# SELECTED TEXT:
★ ★ ★

A collapsed two-lane bridge extends from the foreground. The rubble is interrupted by a road being used by a white car.
Mauricio Lima for The New York Times

I went to Kyiv to participate in the annual meeting of the Yalta European Strategy, organized in partnership with the Victor Pinchuk Foundation. (Pinchuk is a Ukrainian businessman.) The first speaker was Ukraine’s president, Volodymyr Zelensky, who right from the top argued that if we abandon considerations of justice, and do a dirty deal with Putin, we will sow the wind and reap the whirlwind.

“Human morality must win this war,” Zelensky said. “Everyone in the world who values freedom, who values human life, who believes that people must win. And our success, the specific success of Ukraine, depends not only on us, on Ukrainians, but also on the extent to which the entire vast moral space of the world wants to preserve itself.”

But securing justice in war almost always requires the total defeat and occupation of the aggressor. Russia has more than three times the population of Ukraine. And when you listen to Ukrainian soldiers speak, you hear a cocktail of Zelensky-like defiance, mixed with admissions of exhaustion.

The conference featured a panel of four male Ukrainian soldiers, one missing a forearm and one an eye, and a woman soldier. All had fought at the front. Here is how Dmytro Finashyn, an intelligence officer of the National Guard of Ukraine, whose left forearm was a black prosthetic, put it: “Our best people are dying, those who should shape the future of Ukraine. That is why it is necessary to reduce our losses. The world must help us, because we are fighting for global democracy.”.

Alina Mykhailova, an officer who has been in the field for well over a year, started to cry during her presentation, mourning the loss of a beloved commander. “We are suffering huge casualties; there is no romanticizing battle and war. It is dirty, it is nasty and bad,” she said. “Every time you go to bed you should remind yourself how hard it is” for the soldiers at the front. “What we see at the front lines today, you would not learn from TV.” She added, “Each of us needs personal support, every soldier should have support: a family or a loved one, or any person who does not avert their eyes and understands what we are fighting for.”

Don’t get me wrong, this is a Ukrainian army ready to fight on — and any politician in this country, including Zelensky, who just hints at a territorial compromise will be run out of office. But the math is cruel. Everyone who volunteered, right after the invasion, has gone to the front, which means more and more Ukrainians will have to be drafted. While many show up, they often look to join drone units — not the trench warfare infantry — and more and more have been trying to bribe or flee their way out of the draft. That is why Zelensky recently had to fire the entire top leadership of his regional military recruitment centers.

It gets back to that meteor. No one in this modern European country was ready to have his or her life turned upside down by this kind of all-out war that, despite all the threats from Russia, always seemed a remote possibility. One mother remarked to me that her social life now is occasional dinners with friends, kids’ birthday parties “and funerals.” That was not the plan.

★ ★ ★

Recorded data
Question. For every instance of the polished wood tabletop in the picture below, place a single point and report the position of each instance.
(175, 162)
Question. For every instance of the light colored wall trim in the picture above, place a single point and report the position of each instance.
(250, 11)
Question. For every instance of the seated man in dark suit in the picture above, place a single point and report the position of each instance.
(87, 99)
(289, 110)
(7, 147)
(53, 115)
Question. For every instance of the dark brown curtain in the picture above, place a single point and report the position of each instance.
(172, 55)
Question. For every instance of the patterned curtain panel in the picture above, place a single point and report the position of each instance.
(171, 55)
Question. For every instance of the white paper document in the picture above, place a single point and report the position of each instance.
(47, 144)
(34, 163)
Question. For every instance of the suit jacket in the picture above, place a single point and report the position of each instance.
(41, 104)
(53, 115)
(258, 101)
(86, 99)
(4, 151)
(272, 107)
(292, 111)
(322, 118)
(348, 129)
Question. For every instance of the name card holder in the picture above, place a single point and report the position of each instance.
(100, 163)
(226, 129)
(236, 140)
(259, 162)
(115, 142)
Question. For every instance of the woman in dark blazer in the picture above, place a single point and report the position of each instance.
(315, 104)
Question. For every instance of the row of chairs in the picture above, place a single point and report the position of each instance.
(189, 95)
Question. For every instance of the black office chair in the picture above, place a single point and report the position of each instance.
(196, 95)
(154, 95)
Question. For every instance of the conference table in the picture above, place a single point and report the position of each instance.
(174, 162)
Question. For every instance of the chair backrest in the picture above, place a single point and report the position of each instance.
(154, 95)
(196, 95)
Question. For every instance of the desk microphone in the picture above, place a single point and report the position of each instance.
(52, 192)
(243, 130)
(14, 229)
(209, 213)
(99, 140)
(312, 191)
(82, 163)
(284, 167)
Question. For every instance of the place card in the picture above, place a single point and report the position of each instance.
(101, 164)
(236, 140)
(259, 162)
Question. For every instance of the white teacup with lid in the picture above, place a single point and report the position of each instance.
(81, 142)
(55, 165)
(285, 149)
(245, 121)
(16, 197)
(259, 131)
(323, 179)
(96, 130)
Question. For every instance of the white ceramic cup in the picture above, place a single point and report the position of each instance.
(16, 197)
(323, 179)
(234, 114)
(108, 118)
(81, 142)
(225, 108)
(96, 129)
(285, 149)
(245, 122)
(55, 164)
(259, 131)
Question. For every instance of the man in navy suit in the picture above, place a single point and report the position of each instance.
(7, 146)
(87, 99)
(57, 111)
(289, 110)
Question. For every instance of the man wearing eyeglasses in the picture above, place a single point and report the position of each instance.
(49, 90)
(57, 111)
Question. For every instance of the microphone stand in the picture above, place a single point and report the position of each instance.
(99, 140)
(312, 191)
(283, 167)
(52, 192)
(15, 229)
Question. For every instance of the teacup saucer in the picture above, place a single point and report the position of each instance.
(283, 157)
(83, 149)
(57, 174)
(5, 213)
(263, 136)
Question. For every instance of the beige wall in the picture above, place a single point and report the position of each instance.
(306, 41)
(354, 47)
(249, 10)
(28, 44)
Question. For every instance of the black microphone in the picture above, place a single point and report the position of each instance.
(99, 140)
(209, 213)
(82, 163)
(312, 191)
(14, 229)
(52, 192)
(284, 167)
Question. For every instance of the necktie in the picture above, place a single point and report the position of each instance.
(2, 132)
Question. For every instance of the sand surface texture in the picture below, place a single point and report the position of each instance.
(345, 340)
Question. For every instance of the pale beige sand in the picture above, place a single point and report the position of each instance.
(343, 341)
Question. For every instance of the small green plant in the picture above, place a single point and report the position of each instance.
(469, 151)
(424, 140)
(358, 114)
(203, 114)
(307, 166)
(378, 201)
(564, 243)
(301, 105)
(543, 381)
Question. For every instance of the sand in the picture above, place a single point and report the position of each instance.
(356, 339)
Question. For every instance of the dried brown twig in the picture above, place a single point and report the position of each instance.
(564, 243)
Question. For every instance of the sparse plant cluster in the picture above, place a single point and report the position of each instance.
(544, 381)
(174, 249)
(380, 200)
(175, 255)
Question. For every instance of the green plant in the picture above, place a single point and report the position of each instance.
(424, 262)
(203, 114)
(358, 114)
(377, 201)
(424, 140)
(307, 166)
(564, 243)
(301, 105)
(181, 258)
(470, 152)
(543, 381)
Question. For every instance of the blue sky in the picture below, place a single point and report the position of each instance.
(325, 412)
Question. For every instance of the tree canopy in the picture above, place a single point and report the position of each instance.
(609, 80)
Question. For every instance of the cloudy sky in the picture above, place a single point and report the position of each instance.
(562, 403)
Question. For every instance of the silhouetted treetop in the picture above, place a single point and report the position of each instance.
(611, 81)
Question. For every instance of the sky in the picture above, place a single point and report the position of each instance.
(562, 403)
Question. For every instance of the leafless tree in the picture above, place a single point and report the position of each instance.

★ ★ ★

# PROBLEMS:
1: According to the text on the war in Ukraine, what event did the writer travel to Kyiv to attend?
2: Carry the text on the war in Ukraine forward from its final sentence.
The records play no part in this work.

# ANSWERS PROVIDED:
1: The annual meeting of the Yalta European Strategy.

2:
You know a country has been at war a long time when the fight starts spawning its own language. When the Ukrainian fund-raising platform United24 seeks donations to buy the army more drones, it now asks for a “dronation,” and everyone knows what it means.


In a dark photograph, soldiers are shown firing a howitzer.
Tyler Hicks/The New York Times

What preoccupies so many Ukrainians are the same two issues that preoccupy so many officials in Washington: Kyiv’s counteroffensive against the Russians in the immediate term and the security needs of Ukraine in the longer term. I have been an advocate of the U.S. standing with Ukraine for as long as Ukrainians want to fight. Being in Ukraine did not change my mind as much as it underscored the need for both urgency and pragmatism.

On urgency: Ukraine needs to inflict as much damage on Putin’s army as fast as possible. That means we need to massively and rapidly deliver the weaponry Ukraine needs to break Putin’s lines in the country’s southeast. I’m talking the kitchen sink: F-16s; mine-clearing equipment; more Patriot antimissile systems; MGM-140 Army Tactical Missile Systems, which could strike deep behind Russian lines — whatever the Ukrainians can use effectively and fast.

Rustem Umerov, making his first public appearance as Ukraine’s new defense minister, told the strategy conference: “Our army today is one of the strongest and most motivated in the world, because we know what we fight for. But we need more military equipment. We need it today, we need it tomorrow, we need it now.”

The faster Putin faces a collapse of his forces in Ukraine, the more he might have to either flee or be ready to negotiate a face-saving deal today, and not wait to see if Trump is re-elected and throws him a lifeline.

But have no illusions — any cease-fire or peace deal will bring a whole new set of policy dilemmas to the fore.

If the war drags on, the way it has been, through this coming winter, with a bloody stalemate because the Ukrainian Army can’t penetrate the huge minefields and trenches the Russians have dug along the crescent zone of Eastern Ukraine they occupy, Zelensky could face quiet pressures at home to negotiate and loud ones from his European allies. And Putin could run out of pariah states, like North Korea and Iran, from which to secure more ammunition.

Any kind of formal or informal cease-fire is possible. But what’s impossible is this: Ukraine agreeing to any permanent or temporary end to this conflict without the promise of a NATO Article 5 security guarantee (or some equivalent from the U.S. and Europe). Such a security guarantee would signal to exhausted Ukrainians, foreign investors and the millions of Ukrainian refugees abroad that the war is basically over and Putin can’t just rearm and reinvade without the U.S. and Europe defending Ukraine.

Oh, you didn’t think that was coming — that we’d just be able to share in Ukraine’s victory, walk away and leave an angry Putin licking his wounds? Sorry, but let me state this as bluntly as I can: No Western security guarantees for Ukraine, no end to this war.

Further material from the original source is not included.